◆ Data records:
━━━━━━━━━━

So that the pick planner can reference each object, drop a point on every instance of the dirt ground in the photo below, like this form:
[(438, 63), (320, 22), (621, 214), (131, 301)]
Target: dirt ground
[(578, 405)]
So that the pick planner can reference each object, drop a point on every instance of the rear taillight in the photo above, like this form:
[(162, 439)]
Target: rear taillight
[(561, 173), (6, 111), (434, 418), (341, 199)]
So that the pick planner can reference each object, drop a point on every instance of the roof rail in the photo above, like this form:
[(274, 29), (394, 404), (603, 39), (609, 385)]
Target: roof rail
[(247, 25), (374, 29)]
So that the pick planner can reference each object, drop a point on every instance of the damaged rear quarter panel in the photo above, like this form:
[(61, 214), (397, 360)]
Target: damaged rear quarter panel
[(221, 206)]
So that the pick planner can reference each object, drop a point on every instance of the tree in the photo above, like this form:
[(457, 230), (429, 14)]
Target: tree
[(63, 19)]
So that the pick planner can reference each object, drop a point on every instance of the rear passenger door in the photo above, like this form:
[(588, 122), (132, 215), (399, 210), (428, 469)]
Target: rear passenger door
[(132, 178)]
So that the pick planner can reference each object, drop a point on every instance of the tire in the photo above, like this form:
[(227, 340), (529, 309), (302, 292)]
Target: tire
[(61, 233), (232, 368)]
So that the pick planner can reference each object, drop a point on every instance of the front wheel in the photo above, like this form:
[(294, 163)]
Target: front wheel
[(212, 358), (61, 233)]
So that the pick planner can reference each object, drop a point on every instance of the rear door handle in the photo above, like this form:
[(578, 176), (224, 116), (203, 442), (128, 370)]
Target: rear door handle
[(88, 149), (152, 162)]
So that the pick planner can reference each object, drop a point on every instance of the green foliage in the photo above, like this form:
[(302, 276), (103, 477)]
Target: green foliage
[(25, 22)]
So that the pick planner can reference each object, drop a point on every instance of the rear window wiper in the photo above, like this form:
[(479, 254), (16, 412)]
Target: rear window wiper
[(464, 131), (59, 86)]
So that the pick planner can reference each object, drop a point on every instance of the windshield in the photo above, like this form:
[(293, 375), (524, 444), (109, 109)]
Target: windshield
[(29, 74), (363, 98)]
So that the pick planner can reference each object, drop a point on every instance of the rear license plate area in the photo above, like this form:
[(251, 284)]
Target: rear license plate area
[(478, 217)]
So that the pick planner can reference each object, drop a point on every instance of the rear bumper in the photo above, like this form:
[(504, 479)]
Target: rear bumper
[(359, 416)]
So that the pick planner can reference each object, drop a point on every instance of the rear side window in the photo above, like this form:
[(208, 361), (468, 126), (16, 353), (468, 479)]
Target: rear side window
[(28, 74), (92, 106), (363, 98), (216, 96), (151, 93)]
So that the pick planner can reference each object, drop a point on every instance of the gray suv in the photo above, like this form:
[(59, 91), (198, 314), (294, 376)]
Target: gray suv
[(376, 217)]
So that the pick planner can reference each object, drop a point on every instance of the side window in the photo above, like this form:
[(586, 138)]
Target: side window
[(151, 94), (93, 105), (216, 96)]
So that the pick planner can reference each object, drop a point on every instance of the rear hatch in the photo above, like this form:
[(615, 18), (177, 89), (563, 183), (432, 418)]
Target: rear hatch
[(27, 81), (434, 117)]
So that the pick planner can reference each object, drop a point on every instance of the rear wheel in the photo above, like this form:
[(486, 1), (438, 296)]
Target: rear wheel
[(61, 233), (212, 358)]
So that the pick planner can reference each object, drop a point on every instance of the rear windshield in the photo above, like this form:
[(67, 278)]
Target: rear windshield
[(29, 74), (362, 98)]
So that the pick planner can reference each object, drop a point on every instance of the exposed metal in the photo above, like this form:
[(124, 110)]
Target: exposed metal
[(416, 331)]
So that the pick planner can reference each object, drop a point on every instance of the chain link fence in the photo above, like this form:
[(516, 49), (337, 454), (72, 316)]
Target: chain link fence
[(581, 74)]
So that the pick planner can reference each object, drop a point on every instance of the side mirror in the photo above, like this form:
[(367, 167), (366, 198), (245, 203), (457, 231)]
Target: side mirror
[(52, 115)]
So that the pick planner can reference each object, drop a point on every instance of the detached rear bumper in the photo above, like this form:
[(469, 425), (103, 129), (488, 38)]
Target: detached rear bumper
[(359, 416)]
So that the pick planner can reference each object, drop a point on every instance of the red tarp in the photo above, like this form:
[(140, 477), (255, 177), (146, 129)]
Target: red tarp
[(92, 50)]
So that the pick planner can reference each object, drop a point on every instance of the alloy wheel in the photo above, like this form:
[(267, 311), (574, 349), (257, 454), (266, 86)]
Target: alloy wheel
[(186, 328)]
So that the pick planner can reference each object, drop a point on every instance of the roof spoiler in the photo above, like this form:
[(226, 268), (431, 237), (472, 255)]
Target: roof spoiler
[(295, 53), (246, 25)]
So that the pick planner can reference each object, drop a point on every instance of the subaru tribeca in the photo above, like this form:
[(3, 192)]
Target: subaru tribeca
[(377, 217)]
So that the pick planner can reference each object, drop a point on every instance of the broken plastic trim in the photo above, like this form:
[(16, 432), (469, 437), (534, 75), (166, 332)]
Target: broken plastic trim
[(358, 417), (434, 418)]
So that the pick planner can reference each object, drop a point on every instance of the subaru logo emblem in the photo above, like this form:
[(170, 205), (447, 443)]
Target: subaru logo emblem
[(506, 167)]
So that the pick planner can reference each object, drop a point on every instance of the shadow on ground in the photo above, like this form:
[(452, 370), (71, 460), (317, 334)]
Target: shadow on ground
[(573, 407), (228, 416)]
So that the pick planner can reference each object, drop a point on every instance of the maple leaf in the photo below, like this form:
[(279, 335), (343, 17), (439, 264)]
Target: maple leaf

━━━━━━━━━━

◆ TASK BRIEF: Rewrite the data above with "pick planner" changed to "grasp planner" everywhere it appears, leaving everything else the same.

◆ EXPECTED ANSWER:
So that the grasp planner can reference each object, drop a point on every instance of the dirt ground in the photo below, like this form:
[(438, 63), (320, 22), (621, 214), (131, 301)]
Target: dirt ground
[(578, 405)]
So that the grasp planner can reference each object, drop a point on every instance of the rear taillight in the photo above, like this form:
[(162, 439)]
Target: rear taillight
[(561, 173), (6, 111), (434, 418), (341, 199)]
So that the grasp planner can reference each object, drop a point on every instance of the roof rail in the photo above, like this form:
[(274, 29), (394, 404), (603, 39), (609, 385)]
Target: roof rail
[(247, 25), (374, 29)]
So that the grasp planner can reference each object, drop a point on every instance of the damaged rear quarter panel in the photo above, like this form:
[(61, 214), (397, 360)]
Target: damaged rear quarter panel
[(221, 206)]
So that the grasp planner can reference each object, drop a point on every instance of the tree in the photo above, like this form:
[(457, 230), (429, 14)]
Target: tree
[(63, 19)]
So that the grasp planner can reference each object, drop a point on every instance of the rear passenger door in the photo above, like this form:
[(588, 122), (132, 215), (399, 210), (428, 469)]
Target: rear passenger door
[(132, 178)]
So that the grasp planner can reference each object, drop a point on every instance of the tire in the photo above, like this form:
[(227, 340), (529, 309), (302, 292)]
Target: tire
[(61, 233), (232, 368)]
So that the grasp planner can reference each object, drop a point on every instance of the front wheel in the photo above, like this form:
[(294, 163)]
Target: front wheel
[(212, 358), (61, 233)]
So that the grasp planner can reference each object, drop a point on every instance of the rear door handle in the photo above, like this form:
[(578, 176), (224, 116), (203, 442), (128, 370)]
Target: rear door handle
[(88, 149), (152, 162)]
So that the grasp planner can reference each object, drop a point on every instance of the green foliage in the photo above, like this form:
[(302, 276), (103, 477)]
Target: green foliage
[(25, 22)]
So that the grasp planner can reference each object, drop a point on every instance of the rear window wiper in the photo above, like this form:
[(479, 254), (16, 412)]
Target: rear window wiper
[(464, 131), (59, 86)]
So that the grasp planner can reference each object, drop a point on every instance of the windshield in the photo above, like this form:
[(293, 375), (524, 444), (109, 109)]
Target: windshield
[(29, 74), (363, 98)]
So that the grasp planner can reference each object, drop a point on every instance of the rear license plate area in the photo above, like this form:
[(251, 284)]
Target: rear license plate area
[(478, 217)]
So that the grasp planner can reference each object, drop a point on every instance of the rear bumper in the photo above, like this form:
[(504, 479)]
Target: rear bumper
[(359, 416)]
So that the grasp planner can reference each object, drop a point on every instance of the rear side window in the photo above, like this form:
[(208, 361), (468, 126), (16, 353), (468, 479)]
Target: rear side window
[(28, 74), (92, 106), (363, 98), (216, 96), (151, 93)]
So that the grasp planner can reference each object, drop a point on every instance of the gray suv in the photo above, like this form:
[(59, 91), (198, 314), (294, 376)]
Target: gray suv
[(376, 217)]
So that the grasp planner can reference each object, drop a point on every instance of the side window in the photo above, like this form:
[(586, 138)]
Target: side window
[(151, 94), (93, 105), (216, 96)]
So that the grasp planner can reference each object, drop a point on every instance of the rear hatch in the photo above, like this form:
[(615, 18), (177, 89), (563, 183), (432, 418)]
Target: rear hatch
[(27, 81), (434, 117)]
So that the grasp planner can reference each object, drop a point on every instance of the rear wheel in the photo above, like this form:
[(486, 1), (438, 296)]
Target: rear wheel
[(61, 233), (212, 358)]
So that the grasp planner can reference each object, drop a point on every instance of the rear windshield in the photo above, like this form:
[(67, 278)]
Target: rear windshield
[(29, 74), (362, 98)]
So that the grasp planner can reference each object, drop a point on every instance of the exposed metal in the photo above, like this form:
[(124, 110)]
Target: exposed metal
[(416, 331)]
So that the grasp planner can reference each object, drop a point on every instance of the chain link fence in the photo above, like this form:
[(516, 49), (337, 454), (72, 316)]
Target: chain link fence
[(581, 74)]
So that the grasp planner can reference each object, drop a point on every instance of the side mirror in the photo above, like this form:
[(367, 167), (366, 198), (245, 203), (457, 231)]
Target: side mirror
[(52, 115)]
So that the grasp planner can reference each object, drop a point on every instance of the detached rear bumper in the photo above, like this form:
[(469, 425), (103, 129), (488, 38)]
Target: detached rear bumper
[(359, 416)]
So that the grasp planner can reference each object, drop a point on every instance of the red tarp in the photo above, like this form:
[(140, 477), (255, 177), (146, 129)]
Target: red tarp
[(92, 50)]
So that the grasp planner can reference each object, drop a point on every instance of the alloy wheel in the photo above, like this form:
[(267, 311), (574, 349), (257, 454), (266, 86)]
Target: alloy wheel
[(186, 328)]
So that the grasp planner can reference each object, drop a point on every instance of the roof spoiler in the photo above, like this form:
[(226, 268), (431, 237), (472, 255)]
Target: roof spoiler
[(295, 53), (246, 25)]
So that the grasp planner can reference each object, drop a point on every instance of the subaru tribeca in the photo above, like this form:
[(3, 192)]
Target: subaru tribeca
[(377, 217)]
So that the grasp planner can reference each object, drop a point on every instance of the broken plastic trim in the photo above, like this form:
[(16, 432), (469, 437), (534, 75), (166, 332)]
Target: broken plastic trim
[(358, 417), (434, 418)]
So that the grasp planner can reference each object, drop a point on every instance of the subaru logo emblem in the photo above, like this form:
[(170, 205), (447, 443)]
Target: subaru logo emblem
[(506, 167)]
So that the grasp planner can reference each object, drop a point on every instance of the shadow on ground in the photo above, like this form:
[(452, 370), (71, 460), (317, 334)]
Target: shadow on ground
[(573, 407), (228, 416)]
So that the grasp planner can reference each object, drop a point on every instance of the maple leaf in the photo below, like this form:
[(279, 335), (343, 17), (439, 264)]
Target: maple leaf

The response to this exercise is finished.